___ Text excerpt ___

The DXMSz column is the important one here, as it shows the deficit in expanded memory. Deficits occur when the compression ratio specified cannot be achieved, and the system starts to use memory that cannot be created out of compression. Therefore, you need to be careful about over specifying the compression ratio.

One other artifact of AME is that the memory sizes displayed by most tools, including vmstat and others, typically show the expanded memory size (for example, the configured memory multiplied by the compression ratio), not the actual memory size. Look for the true memory size in the output of different tools to determine the actual memory available without compression.

Tuning

Let’s examine the tools that can allow you to tune the VMM to optimize performance for your system. Here is an example of an environment where you want to tune parameters using a certain type of methodology, along with some of the key parameters you need to be aware of.

In AIX 7, the vmo tool is responsible for all of the configuration of the tunable parameters of the VMM system. This replaces the old vmtune tool available in AIX 5.

Altering the page size provides the most immediate performance improvement and is due to the reduction of Translation Lookaside Buffer (TLB) misses, which occurs because the TLB can now map to a much larger virtual memory range. For example, in high performance computing (HPC), or an Oracle® database, either Online Transaction Processing (OLTP) or a Data Warehouse application, can benefit when using large pages. This is because Oracle uses a lot of virtual memory, particularly with respect to its System Global Area (SGA), which is used to cache table data, among other things.

The command in Listing 3 allocates 16777216 bytes to provide large pages with 128 actual large pages.

Listing 3. Allocating bytes

                
#vmo ‑r ‑o lgpg_size=16777216 lgpg_regions=128

If you want to use large pages in combination with shared memory, which is often used in HPC and database applications, you will also need to set the v_pnshm value: # vmo -p -o v_pinshm=1.

___ Dataset records ___

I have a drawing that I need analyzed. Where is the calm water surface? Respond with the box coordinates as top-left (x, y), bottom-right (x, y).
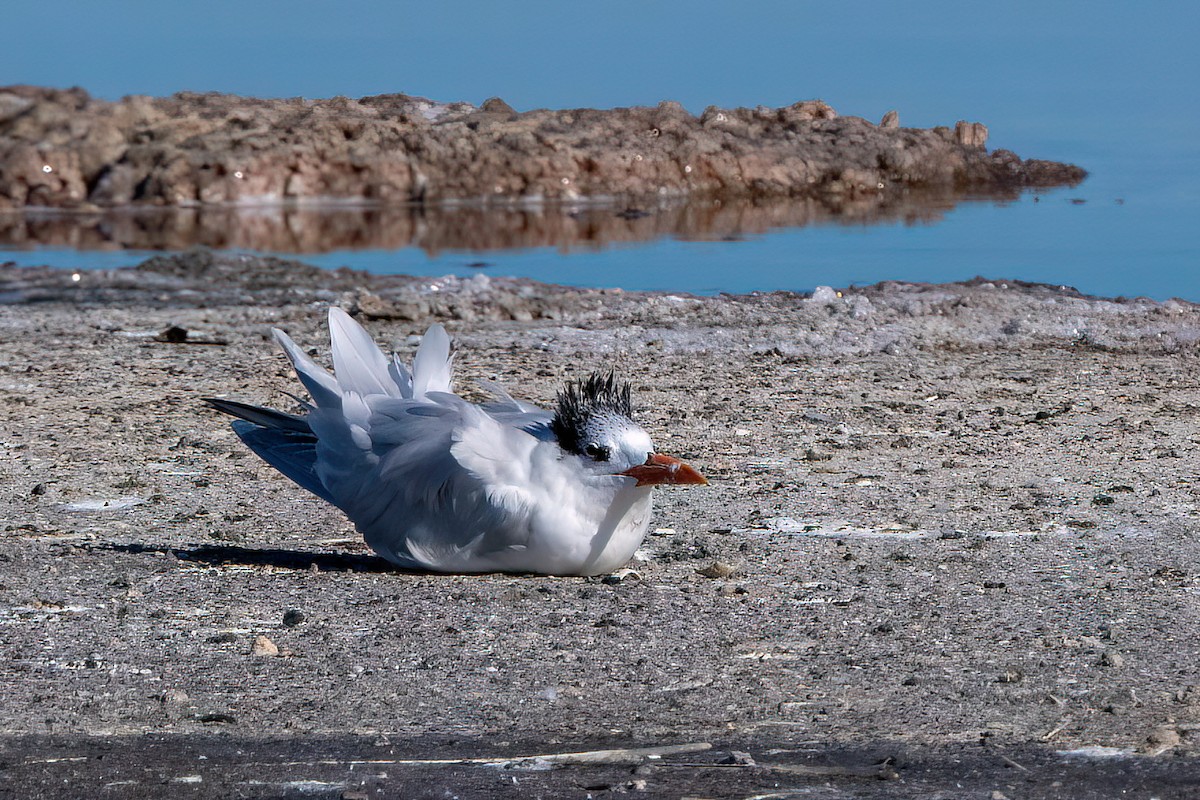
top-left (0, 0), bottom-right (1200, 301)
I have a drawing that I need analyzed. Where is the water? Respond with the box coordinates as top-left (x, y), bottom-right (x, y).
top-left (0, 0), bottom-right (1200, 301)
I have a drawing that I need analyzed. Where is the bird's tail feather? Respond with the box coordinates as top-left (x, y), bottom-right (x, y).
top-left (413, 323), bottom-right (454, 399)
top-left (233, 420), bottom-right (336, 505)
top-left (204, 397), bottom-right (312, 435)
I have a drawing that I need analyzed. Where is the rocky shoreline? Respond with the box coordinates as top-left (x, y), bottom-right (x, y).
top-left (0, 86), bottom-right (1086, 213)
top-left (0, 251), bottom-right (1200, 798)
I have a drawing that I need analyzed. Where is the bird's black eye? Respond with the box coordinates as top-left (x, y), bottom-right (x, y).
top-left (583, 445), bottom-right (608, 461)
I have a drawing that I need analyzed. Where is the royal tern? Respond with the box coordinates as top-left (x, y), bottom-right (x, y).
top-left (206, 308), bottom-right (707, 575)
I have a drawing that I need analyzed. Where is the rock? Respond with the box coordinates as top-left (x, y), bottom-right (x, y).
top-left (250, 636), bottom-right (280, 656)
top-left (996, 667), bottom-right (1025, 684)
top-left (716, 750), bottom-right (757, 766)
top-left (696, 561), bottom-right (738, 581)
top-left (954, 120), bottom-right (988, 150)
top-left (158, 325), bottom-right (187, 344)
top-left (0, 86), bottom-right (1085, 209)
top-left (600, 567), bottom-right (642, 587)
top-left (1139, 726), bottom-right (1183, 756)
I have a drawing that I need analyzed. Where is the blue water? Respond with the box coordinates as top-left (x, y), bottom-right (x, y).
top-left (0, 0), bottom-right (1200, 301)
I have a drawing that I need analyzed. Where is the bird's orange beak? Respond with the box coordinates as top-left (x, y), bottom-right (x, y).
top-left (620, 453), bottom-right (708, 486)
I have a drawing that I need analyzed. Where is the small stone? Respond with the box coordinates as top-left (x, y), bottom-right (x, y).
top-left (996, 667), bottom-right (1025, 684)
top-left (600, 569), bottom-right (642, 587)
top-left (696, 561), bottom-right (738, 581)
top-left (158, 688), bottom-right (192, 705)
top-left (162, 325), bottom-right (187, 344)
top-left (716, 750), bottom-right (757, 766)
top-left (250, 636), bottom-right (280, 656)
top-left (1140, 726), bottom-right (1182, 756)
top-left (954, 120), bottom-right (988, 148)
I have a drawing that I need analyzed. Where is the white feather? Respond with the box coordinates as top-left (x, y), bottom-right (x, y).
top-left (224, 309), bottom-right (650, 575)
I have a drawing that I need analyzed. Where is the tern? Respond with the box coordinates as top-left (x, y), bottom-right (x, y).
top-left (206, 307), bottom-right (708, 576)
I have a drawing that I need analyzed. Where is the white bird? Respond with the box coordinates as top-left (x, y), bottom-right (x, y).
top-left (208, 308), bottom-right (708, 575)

___
___ Dataset records ___

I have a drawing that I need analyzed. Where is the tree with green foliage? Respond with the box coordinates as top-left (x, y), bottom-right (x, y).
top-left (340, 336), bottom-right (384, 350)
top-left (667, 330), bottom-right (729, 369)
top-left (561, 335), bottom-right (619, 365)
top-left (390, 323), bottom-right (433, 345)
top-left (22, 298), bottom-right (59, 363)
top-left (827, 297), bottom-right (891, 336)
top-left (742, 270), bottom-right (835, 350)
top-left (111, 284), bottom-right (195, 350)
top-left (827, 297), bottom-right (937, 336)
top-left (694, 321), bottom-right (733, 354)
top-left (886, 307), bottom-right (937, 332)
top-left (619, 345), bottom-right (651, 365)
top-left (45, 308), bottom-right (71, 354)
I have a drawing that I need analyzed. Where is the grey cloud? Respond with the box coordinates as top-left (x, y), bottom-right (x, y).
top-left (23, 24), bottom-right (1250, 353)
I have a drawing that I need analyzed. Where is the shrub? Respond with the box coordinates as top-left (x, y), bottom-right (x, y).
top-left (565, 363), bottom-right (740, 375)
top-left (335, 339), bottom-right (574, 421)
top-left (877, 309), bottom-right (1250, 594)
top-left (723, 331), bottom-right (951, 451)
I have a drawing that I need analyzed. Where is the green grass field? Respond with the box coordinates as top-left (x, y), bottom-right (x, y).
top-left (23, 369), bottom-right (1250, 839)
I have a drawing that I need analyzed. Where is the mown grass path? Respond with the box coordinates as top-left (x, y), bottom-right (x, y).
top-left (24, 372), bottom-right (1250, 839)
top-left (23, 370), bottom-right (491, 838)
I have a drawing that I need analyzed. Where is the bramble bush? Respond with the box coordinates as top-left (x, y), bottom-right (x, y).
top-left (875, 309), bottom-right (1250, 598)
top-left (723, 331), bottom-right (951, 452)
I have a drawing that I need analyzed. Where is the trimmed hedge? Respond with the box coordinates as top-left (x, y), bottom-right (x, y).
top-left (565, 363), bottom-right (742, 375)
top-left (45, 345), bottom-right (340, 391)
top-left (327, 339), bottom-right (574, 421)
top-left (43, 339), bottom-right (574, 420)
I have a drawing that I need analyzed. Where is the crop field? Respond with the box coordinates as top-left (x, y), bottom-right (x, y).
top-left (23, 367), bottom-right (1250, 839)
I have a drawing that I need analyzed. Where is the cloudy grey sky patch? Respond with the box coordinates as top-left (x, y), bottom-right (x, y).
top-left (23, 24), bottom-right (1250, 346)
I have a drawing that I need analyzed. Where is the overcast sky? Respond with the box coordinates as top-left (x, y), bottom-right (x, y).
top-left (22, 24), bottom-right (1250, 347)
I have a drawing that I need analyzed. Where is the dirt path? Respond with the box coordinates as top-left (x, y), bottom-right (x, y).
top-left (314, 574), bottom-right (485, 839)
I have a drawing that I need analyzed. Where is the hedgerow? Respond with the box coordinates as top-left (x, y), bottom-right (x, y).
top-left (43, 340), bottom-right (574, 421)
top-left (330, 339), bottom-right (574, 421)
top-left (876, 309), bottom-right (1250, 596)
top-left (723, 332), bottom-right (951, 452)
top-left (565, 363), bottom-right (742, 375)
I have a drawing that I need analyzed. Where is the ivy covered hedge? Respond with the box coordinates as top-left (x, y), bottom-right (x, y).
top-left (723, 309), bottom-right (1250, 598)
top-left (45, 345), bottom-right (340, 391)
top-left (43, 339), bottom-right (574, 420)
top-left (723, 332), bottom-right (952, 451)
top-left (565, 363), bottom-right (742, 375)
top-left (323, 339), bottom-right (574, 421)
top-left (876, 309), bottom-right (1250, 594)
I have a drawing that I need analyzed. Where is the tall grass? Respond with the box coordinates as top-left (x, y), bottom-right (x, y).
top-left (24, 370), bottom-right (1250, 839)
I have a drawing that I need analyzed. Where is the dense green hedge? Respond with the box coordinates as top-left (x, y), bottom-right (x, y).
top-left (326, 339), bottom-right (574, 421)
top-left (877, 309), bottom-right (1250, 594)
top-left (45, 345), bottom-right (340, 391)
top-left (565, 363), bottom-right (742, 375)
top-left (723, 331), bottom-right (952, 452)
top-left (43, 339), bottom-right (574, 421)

___

Work to complete:
a. From the AIX memory tuning text, return the passage between "In AIX 7, the" and "actual large pages.", inclusive.
b. Take the AIX memory tuning text further, picking up right after its final sentence.

Answers below:
a.
In AIX 7, the vmo tool is responsible for all of the configuration of the tunable parameters of the VMM system. This replaces the old vmtune tool available in AIX 5.

Altering the page size provides the most immediate performance improvement and is due to the reduction of Translation Lookaside Buffer (TLB) misses, which occurs because the TLB can now map to a much larger virtual memory range. For example, in high performance computing (HPC), or an Oracle® database, either Online Transaction Processing (OLTP) or a Data Warehouse application, can benefit when using large pages. This is because Oracle uses a lot of virtual memory, particularly with respect to its System Global Area (SGA), which is used to cache table data, among other things.

The command in Listing 3 allocates 16777216 bytes to provide large pages with 128 actual large pages.

b.
The most important vmo settings are minperm and maxperm. Setting these parameters determine the appropriate value for your system to ensure that it is tuned to either favor computational memory or file memory. In most cases, you do not want to page working segments, as doing so causes your system to page unnecessarily and decrease performance. The way it worked in the past was actually quite simple: If your file pages (numperm%) were greater than the actual maxperm%, then the page replacement would only steal file pages. When it falls below minperm, it could steal both file and computational pages. If it was between both, then it would only steal file pages, unless the number of file repages was greater than the amount of computational pages. Another way of looking at this is if your numperm is greater than the maxperm, then you would start to steal from persistent storage. Based on this methodology, the old approach to tuning your minperm and maxperm parameters was to bring maxperm to an amount <20 and minperm to <=10. This is how you would have normally tuned your database server.

That has all changed. The new approach sets maxperm to a high value (for example, >80) and makes sure the lru_file_repage parameter is set to 0. lru_file_repage was first introduced in AIX Version 5.2 with ML4 and on ML1 of AIX Version 5.3. This parameter indicates whether or not the VMM re-page counts should be considered and what type of memory it should steal. The default setting is 1, so you need to change it. When you set the parameter to 0, it tells VMM that you prefer that it steal only file pages rather than computational pages. This can change if your numperm is less than the minperm or greater than the maxperm, which is why you would now want maxperm to be high and minperm to be low. Let’s not lose sight of the fact that the primary reason you need this value tuned is because you want to protect the computational memory. Getting back to the example, Oracle uses its own cache, and using AIX 7 file caching for this purpose only causes confusion, so you want to stop it. If you were to reduce the maxperm in this scenario, then you would now make the mistake of stopping the application caching programs that are running.

Listing 4 sets these critical tuning parameters.

Listing 4. Setting tuning parameters

                
vmo ‑p ‑o minperm%=5
vmo ‑p ‑o maxperm%=90
vmo ‑p ‑o maxclient%=90

Although you used to have to change these parameters, you now leave strict_maxperm and strict_maxclient at their default numbers. If strict_maxperm were changed to 1, it would place a hard limit on the amount of memory that could be used for persistent file cache. This is done by making the maxperm value the upper limit for the cache. These days it is unnecessary, because changing the lru_file_repage parameter is a far more effective way of tuning, as you would prefer not to use AIX 7 file caching.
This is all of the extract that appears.